▶ _Dataset extract_
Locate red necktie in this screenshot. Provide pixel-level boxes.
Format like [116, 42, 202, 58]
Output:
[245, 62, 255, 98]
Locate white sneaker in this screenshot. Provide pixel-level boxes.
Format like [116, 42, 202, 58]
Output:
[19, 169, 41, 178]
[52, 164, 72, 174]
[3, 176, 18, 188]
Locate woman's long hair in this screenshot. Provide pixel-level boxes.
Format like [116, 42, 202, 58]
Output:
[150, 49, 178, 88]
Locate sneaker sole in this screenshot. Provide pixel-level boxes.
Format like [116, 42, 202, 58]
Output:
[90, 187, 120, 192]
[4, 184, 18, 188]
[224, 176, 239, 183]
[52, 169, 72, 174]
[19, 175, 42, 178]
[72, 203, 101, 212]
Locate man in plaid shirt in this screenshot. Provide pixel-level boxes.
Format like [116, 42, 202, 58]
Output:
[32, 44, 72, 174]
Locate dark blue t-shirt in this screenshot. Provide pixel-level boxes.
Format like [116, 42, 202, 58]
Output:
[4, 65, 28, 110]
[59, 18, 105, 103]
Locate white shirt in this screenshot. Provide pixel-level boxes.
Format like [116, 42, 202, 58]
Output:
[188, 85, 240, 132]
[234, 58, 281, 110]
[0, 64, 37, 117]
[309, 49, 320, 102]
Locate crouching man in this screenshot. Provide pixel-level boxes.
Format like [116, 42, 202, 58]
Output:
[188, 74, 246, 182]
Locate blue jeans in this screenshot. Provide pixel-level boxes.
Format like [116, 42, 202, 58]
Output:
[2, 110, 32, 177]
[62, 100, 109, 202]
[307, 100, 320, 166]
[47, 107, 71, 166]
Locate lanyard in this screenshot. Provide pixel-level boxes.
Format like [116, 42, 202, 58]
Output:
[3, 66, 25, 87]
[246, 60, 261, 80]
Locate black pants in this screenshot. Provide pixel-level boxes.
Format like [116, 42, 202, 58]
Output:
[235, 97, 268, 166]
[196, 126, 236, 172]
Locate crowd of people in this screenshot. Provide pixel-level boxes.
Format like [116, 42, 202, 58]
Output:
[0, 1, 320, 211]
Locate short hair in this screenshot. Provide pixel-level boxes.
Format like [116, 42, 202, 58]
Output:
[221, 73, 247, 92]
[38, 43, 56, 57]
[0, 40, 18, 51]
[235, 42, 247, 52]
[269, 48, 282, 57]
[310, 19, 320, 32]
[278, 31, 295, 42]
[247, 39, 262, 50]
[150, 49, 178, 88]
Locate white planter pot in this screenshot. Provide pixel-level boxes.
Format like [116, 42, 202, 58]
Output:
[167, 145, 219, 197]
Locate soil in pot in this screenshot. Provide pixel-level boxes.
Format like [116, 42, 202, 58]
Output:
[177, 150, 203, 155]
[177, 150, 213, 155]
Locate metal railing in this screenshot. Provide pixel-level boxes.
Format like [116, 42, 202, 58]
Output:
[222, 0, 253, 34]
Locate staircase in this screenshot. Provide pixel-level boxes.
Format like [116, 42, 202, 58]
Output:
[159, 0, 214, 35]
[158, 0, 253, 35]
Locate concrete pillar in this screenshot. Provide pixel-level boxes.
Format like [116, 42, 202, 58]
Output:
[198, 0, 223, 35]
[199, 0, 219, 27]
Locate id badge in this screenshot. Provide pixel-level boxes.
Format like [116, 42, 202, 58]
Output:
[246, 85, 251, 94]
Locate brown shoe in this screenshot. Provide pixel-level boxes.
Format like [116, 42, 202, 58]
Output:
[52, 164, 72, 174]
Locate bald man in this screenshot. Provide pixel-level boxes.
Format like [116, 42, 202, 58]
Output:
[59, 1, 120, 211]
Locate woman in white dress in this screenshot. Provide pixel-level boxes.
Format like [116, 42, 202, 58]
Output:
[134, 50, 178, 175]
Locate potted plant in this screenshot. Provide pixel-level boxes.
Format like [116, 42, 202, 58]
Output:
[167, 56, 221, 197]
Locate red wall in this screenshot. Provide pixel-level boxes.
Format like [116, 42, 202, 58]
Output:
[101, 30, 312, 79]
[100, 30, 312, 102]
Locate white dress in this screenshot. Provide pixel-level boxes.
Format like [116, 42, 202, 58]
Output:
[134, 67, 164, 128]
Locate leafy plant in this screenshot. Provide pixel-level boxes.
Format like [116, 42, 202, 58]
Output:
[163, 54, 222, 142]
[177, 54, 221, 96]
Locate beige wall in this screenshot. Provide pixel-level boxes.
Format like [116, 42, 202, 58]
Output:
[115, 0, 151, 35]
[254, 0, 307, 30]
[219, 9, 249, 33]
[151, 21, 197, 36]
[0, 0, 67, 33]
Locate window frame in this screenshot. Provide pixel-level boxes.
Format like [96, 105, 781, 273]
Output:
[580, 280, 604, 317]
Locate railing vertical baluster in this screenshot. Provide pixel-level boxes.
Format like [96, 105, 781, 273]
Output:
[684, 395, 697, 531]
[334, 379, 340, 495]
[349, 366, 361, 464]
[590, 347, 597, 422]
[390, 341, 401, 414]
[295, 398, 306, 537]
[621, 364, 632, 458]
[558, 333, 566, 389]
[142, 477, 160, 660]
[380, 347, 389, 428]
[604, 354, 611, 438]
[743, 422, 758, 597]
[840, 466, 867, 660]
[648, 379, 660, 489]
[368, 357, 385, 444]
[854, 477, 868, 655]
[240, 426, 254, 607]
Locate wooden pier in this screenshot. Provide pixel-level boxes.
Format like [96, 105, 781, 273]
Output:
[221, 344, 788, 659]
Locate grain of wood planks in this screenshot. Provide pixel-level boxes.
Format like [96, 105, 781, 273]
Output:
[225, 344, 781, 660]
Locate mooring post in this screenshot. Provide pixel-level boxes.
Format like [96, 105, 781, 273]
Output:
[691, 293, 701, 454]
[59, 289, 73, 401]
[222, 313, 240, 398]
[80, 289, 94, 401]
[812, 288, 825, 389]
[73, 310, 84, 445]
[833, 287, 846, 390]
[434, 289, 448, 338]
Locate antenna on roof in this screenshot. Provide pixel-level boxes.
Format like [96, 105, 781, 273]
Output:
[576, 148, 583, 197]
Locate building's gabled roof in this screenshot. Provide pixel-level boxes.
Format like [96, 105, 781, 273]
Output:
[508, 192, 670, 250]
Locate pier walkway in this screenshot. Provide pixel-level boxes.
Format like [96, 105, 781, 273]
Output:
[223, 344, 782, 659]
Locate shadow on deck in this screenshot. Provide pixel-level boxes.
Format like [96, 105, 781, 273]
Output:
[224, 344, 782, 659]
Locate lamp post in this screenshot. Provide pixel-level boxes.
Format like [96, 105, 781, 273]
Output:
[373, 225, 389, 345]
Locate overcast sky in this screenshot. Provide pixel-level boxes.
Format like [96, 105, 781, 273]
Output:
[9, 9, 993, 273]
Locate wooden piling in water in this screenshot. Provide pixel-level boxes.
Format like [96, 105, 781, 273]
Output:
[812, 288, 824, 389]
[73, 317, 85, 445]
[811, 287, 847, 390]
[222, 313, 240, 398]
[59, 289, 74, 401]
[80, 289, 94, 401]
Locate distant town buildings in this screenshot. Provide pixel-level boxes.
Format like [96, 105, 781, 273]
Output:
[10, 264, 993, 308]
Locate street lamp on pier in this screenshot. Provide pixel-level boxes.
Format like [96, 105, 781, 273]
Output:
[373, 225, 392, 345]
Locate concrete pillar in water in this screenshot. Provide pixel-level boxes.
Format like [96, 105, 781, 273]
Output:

▶ _Set exercise_
Copy all of the records above word for word, with no changes.

▶ _The solution_
Locate red necktie in this screenshot. Provide pixel-level boxes.
Format like [116, 42, 202, 58]
Output:
[245, 62, 255, 98]
Locate white sneaker in this screenshot. Provide pixel-level boxes.
Format like [116, 42, 202, 58]
Output:
[19, 169, 41, 178]
[52, 164, 72, 174]
[3, 176, 18, 188]
Locate woman's long hair in this screenshot. Provide pixel-level boxes.
Format like [116, 42, 202, 58]
Output:
[150, 49, 178, 88]
Locate sneaker sole in this screenshot. Provide pixel-level boxes.
Format like [116, 42, 202, 58]
Output:
[90, 187, 120, 192]
[4, 184, 18, 188]
[224, 176, 239, 183]
[52, 169, 72, 174]
[19, 175, 42, 178]
[72, 203, 101, 212]
Locate man in plaid shirt in this screenshot. Provide pixel-level boxes.
Format like [116, 42, 202, 58]
Output:
[32, 44, 72, 174]
Locate dark blue t-shirt in this screenshot. Provide pixel-level boxes.
Format like [116, 42, 202, 58]
Output:
[4, 65, 28, 110]
[59, 18, 105, 103]
Locate white shirt in this screenshot. Provide pixel-level boxes.
Format like [116, 42, 202, 58]
Output:
[188, 85, 240, 132]
[234, 58, 281, 110]
[0, 64, 37, 117]
[309, 49, 320, 102]
Locate crouching man in this screenshot. Provide pixel-level boxes.
Format like [116, 42, 202, 58]
Output:
[188, 74, 246, 182]
Locate blue jeans in this screenshot. Provide pixel-level boxes.
Format like [116, 42, 202, 58]
Output:
[2, 110, 32, 177]
[62, 100, 109, 202]
[307, 100, 320, 166]
[47, 107, 71, 166]
Locate lanyard in this screenshot. Provide pixel-level boxes.
Format like [116, 42, 202, 58]
Output:
[3, 66, 25, 87]
[246, 60, 261, 80]
Locate black pants in this screenshot. Provide pixel-level boxes.
Format like [116, 42, 202, 58]
Output:
[235, 97, 268, 166]
[196, 126, 236, 172]
Locate crowd of people in this screenshot. Provide pixel-level boxes.
Format like [116, 42, 202, 58]
Output:
[0, 1, 320, 211]
Locate short hair in this screenshot. Provide pixel-level boxes.
Format like [116, 42, 202, 58]
Output:
[221, 73, 247, 92]
[38, 43, 56, 57]
[0, 40, 18, 51]
[235, 42, 247, 52]
[269, 48, 282, 57]
[310, 19, 320, 32]
[278, 31, 295, 42]
[247, 39, 262, 50]
[150, 49, 178, 88]
Locate white planter pot in this screenshot. Provide pixel-level boxes.
Format like [116, 42, 202, 58]
Output:
[167, 145, 219, 197]
Locate soil in pot in this screenshot. Provide pixel-level boxes.
Format like [116, 42, 202, 58]
Output:
[177, 150, 203, 155]
[177, 150, 213, 155]
Locate metal railing in this screenshot. Provide pixel-level boxes.
Format like [116, 42, 202, 58]
Output:
[222, 0, 253, 34]
Locate staircase in this screenshot. Provide pixel-level boxes.
Format like [116, 42, 202, 58]
Output:
[159, 0, 214, 35]
[158, 0, 253, 35]
Locate concrete pillar in this screenshot. Provide pixel-level boxes.
Format like [116, 42, 202, 58]
Output:
[198, 0, 223, 35]
[199, 0, 219, 27]
Locate id badge in this screenshot. Provide pixel-level boxes.
Format like [116, 42, 202, 58]
Output:
[246, 85, 251, 94]
Locate brown shoe in this screenshot. Provide pixel-level boxes.
Format like [116, 42, 202, 58]
Output:
[52, 164, 72, 174]
Locate bald man in this screenshot. Provide pixel-level boxes.
Format like [116, 42, 202, 58]
Output:
[59, 1, 120, 211]
Locate woman in white dress in this screenshot. Provide pixel-level boxes.
Format like [116, 42, 202, 58]
Output:
[134, 50, 178, 175]
Locate potted plant in this screenshot. Provide pixel-level boxes.
Format like [116, 42, 202, 58]
Output:
[167, 56, 221, 197]
Locate red wall in this screenshot. Provide pixel-level boxes.
Format like [116, 42, 202, 58]
Output:
[101, 30, 312, 79]
[100, 30, 312, 102]
Locate white dress in this screenshot. Provide pixel-level boxes.
Format like [116, 42, 202, 58]
Output:
[134, 67, 164, 128]
Locate leafy plant in this screenshot. Provide pixel-level boxes.
Format like [116, 42, 202, 58]
Output:
[163, 54, 222, 142]
[177, 54, 221, 96]
Locate beige wall in this screenshot. Provide pixel-level boxes.
Format like [116, 42, 202, 58]
Output:
[115, 0, 151, 35]
[254, 0, 307, 30]
[219, 9, 249, 33]
[151, 21, 197, 36]
[0, 0, 67, 33]
Locate window frame in this screenshot. Provide pixel-level boxes.
Format like [96, 105, 781, 273]
Output:
[580, 280, 604, 317]
Locate railing vertical baluster in this screenshot. Provide pixel-level boxes.
Format like [96, 105, 781, 273]
Output:
[684, 395, 697, 531]
[334, 379, 340, 495]
[349, 366, 361, 464]
[590, 347, 597, 422]
[390, 341, 401, 414]
[295, 398, 306, 537]
[621, 364, 632, 458]
[558, 333, 566, 389]
[142, 477, 160, 660]
[380, 347, 389, 428]
[604, 354, 611, 438]
[743, 422, 758, 597]
[840, 466, 867, 660]
[648, 379, 660, 489]
[368, 357, 385, 444]
[854, 477, 868, 655]
[240, 426, 254, 607]
Locate wooden pier in this screenshot. Provide pixel-level boxes.
Format like [96, 105, 781, 273]
Output:
[221, 344, 788, 659]
Locate grain of wood planks in this screenshot. Provide pixel-level boxes.
Format like [96, 105, 781, 273]
Output:
[225, 344, 781, 660]
Locate mooring post in this screenshot. Provide pixel-level boxes.
Format like [96, 105, 781, 273]
Output:
[691, 293, 701, 454]
[59, 289, 73, 401]
[222, 313, 240, 398]
[80, 289, 94, 401]
[812, 288, 825, 389]
[73, 310, 84, 445]
[833, 287, 846, 390]
[434, 289, 448, 338]
Locate antenna on roof in this screenshot. Provide pixel-level boxes.
Format like [96, 105, 781, 273]
Output:
[576, 148, 583, 197]
Locate building's gabled roof in this screenshot. Provide pixel-level boxes.
Format like [96, 105, 781, 273]
Output:
[508, 192, 670, 250]
Locate pier walkway in this screenshot. Provide pixel-level boxes.
Format like [96, 105, 781, 273]
Output:
[223, 344, 782, 659]
Locate shadow on deck in this screenshot. Provide pixel-level boxes.
Format like [96, 105, 781, 273]
Output:
[224, 344, 782, 659]
Locate lamp post in this screenshot. Provide pixel-level boxes.
Format like [96, 105, 781, 273]
Output:
[373, 225, 389, 345]
Locate overcast sky in this screenshot. Provide pixel-level boxes.
Format like [96, 105, 781, 273]
Output:
[9, 9, 993, 273]
Locate wooden piling in water in this screenshot. Provide pixel-level boxes.
Format like [96, 105, 781, 273]
Output:
[812, 288, 824, 389]
[73, 317, 85, 445]
[811, 287, 847, 390]
[222, 313, 240, 398]
[59, 289, 74, 401]
[80, 289, 94, 401]
Locate distant town buildings in this screenshot. Provide pixel-level boxes.
Format like [96, 105, 781, 273]
Output:
[10, 264, 993, 308]
Locate street lamp on pier in this screenshot. Provide pixel-level boxes.
Format like [96, 105, 781, 273]
Output:
[373, 225, 392, 345]
Locate concrete pillar in water in this screenshot. Provide pixel-level boxes.
Format like [96, 105, 781, 273]
Output:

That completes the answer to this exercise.